Exercise goal: Rewrite the stretch of entries from the line containing "of the parked" through the line containing "<point>590,354</point>", changing "chimney" to "smokestack" and leaving everything else as it is.

Dataset records:
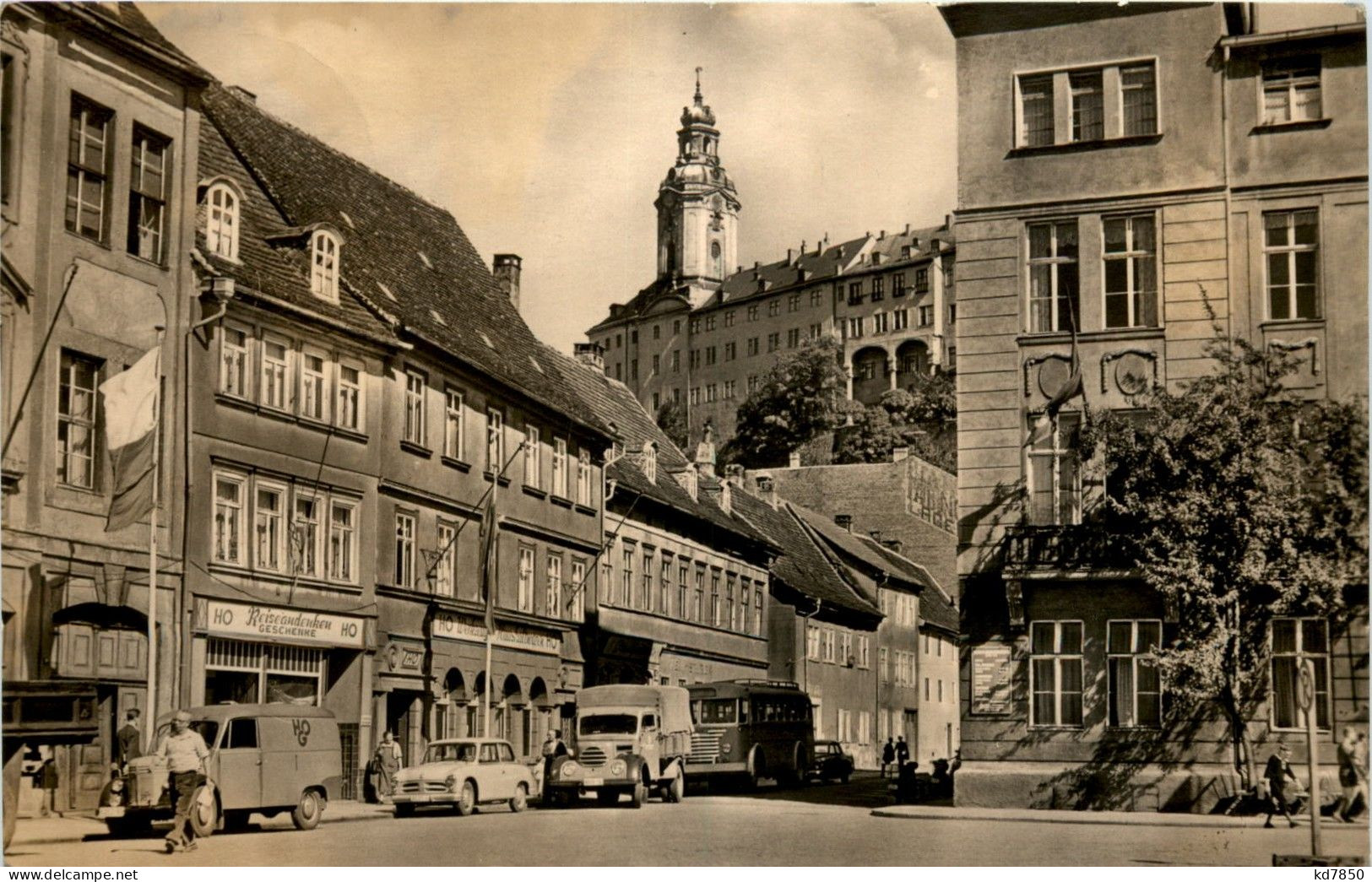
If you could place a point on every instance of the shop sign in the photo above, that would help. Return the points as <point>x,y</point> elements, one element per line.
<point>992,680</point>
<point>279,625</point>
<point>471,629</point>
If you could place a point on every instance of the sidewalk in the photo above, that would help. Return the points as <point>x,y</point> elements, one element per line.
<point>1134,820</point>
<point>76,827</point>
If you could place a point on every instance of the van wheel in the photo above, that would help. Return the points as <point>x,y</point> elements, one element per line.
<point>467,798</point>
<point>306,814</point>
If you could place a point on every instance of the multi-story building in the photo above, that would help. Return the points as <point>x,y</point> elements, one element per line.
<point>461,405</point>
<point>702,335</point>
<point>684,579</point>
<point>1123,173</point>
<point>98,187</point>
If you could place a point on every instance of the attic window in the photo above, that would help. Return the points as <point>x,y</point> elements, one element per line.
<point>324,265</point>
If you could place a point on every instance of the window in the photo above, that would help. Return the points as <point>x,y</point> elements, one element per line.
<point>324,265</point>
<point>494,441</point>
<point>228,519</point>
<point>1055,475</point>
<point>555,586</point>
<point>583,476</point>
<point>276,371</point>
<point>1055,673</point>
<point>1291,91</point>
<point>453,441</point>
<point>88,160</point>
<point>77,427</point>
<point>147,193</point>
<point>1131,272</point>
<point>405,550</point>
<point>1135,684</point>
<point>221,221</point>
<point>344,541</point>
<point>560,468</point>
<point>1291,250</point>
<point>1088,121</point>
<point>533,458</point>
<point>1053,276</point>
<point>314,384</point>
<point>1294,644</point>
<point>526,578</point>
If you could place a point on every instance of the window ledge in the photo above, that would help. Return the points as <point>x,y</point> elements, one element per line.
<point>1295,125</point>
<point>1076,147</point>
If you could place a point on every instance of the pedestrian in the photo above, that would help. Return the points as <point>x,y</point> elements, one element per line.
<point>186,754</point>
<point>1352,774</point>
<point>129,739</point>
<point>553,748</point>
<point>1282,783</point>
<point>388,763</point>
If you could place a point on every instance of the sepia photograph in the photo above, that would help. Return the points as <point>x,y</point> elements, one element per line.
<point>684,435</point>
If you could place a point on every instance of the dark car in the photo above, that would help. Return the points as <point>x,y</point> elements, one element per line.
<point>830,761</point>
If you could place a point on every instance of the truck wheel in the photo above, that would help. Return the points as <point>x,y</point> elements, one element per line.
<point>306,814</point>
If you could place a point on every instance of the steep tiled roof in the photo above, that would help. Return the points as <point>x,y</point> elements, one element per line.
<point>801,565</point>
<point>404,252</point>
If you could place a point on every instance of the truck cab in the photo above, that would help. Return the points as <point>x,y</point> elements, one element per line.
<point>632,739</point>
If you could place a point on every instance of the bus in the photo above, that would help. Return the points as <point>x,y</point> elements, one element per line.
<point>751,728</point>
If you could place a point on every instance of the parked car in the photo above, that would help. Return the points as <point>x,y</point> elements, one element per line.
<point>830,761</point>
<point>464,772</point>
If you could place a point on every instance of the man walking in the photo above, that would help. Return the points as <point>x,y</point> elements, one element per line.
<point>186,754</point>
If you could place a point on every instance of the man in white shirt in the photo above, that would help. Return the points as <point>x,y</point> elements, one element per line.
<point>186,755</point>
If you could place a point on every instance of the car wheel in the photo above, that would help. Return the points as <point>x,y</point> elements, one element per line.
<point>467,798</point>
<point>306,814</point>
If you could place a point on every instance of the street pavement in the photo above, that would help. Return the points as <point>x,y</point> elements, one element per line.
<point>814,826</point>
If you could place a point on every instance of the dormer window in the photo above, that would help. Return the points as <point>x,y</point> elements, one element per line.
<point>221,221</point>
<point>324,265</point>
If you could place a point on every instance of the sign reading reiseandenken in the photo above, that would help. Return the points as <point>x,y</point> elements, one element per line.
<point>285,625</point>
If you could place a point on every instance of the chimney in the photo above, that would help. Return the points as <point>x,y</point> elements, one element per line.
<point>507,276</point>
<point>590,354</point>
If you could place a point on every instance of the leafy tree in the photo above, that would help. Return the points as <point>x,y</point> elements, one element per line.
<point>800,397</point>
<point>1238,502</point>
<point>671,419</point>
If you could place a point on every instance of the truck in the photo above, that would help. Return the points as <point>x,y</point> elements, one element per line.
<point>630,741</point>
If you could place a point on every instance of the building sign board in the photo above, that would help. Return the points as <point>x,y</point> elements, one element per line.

Expected answer:
If you could place a point on every instance of the parked car in the photo above, that would help. Return the points as <point>x,y</point> elements, one element per line.
<point>830,761</point>
<point>464,772</point>
If you could place a point on every instance of the man walking in the photo above, that would help. Return the points as <point>x,y</point> elements, one element per line.
<point>186,754</point>
If you could place a point on every instance of the man in white shirt in the photo above, that would help. Return the points as <point>x,y</point> elements, one element per line.
<point>186,755</point>
If you could place a point on every instance of the car wheel in the photo above, that would help. Return the points as <point>x,y</point> elements, one element per line.
<point>467,798</point>
<point>306,814</point>
If you could place a point on every instance of the street pavement in the photo above, that would help. Return the points as <point>x,y</point> elements, one element per line.
<point>814,826</point>
If you could place a point on every instance of the dormer window in the photo above, that would help. Return the points as <point>x,y</point> elements, one element per line.
<point>221,221</point>
<point>324,265</point>
If you could place a point on every instance of the sign reading reiseandenken in the photo above, that would help. Return the points as <point>x,y</point> elements, one element per line.
<point>285,625</point>
If you could place a point on every instance of the smokestack in the photo above, that would help. Return the points as <point>x,y</point> elements, one element per line.
<point>507,276</point>
<point>590,354</point>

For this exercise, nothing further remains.